_Given task_: Report how many lines of the data below contain the word "football". Give only the number.

[Start Records for this task]

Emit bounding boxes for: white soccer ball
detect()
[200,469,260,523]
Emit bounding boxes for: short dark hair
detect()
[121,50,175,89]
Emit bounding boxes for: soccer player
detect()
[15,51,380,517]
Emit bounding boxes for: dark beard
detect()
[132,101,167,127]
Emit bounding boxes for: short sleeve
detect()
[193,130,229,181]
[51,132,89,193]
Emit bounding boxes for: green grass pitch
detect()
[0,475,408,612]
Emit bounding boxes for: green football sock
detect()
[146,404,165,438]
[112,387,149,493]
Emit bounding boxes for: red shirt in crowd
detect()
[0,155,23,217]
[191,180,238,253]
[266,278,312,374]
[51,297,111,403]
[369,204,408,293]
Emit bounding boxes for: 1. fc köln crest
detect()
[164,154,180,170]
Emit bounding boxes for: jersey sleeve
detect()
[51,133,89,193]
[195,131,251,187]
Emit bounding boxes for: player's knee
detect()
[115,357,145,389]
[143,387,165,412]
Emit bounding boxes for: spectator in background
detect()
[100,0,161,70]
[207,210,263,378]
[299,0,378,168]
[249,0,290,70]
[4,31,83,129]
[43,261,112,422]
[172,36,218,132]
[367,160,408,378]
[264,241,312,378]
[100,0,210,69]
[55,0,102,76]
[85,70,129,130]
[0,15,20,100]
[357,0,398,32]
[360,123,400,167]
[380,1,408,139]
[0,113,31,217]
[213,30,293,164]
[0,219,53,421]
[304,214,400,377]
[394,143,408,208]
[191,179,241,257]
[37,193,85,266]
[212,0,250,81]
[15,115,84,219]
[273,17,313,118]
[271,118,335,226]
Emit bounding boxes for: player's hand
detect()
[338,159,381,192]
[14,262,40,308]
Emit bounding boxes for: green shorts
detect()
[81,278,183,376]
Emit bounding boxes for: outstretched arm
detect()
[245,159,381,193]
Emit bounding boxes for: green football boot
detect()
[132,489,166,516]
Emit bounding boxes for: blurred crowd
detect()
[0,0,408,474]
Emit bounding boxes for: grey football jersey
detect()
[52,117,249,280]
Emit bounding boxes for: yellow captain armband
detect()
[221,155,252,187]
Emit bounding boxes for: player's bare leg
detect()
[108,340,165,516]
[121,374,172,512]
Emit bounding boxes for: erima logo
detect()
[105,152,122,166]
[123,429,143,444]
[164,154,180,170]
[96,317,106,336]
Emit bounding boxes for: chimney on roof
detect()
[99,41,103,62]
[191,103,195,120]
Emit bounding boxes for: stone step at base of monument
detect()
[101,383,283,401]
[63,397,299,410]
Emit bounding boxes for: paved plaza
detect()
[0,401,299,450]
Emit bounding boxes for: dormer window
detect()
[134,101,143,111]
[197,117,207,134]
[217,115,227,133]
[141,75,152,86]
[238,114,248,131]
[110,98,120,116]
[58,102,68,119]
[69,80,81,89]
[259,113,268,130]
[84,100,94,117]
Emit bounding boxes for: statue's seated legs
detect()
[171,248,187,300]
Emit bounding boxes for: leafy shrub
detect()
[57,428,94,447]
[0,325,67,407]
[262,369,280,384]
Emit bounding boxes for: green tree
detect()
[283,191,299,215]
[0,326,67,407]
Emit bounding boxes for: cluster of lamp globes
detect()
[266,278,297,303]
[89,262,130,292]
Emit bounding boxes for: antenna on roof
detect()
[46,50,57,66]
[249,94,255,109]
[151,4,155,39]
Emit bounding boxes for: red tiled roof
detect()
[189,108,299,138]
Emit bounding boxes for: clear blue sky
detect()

[End Records for this task]

_Completed exercise_: 3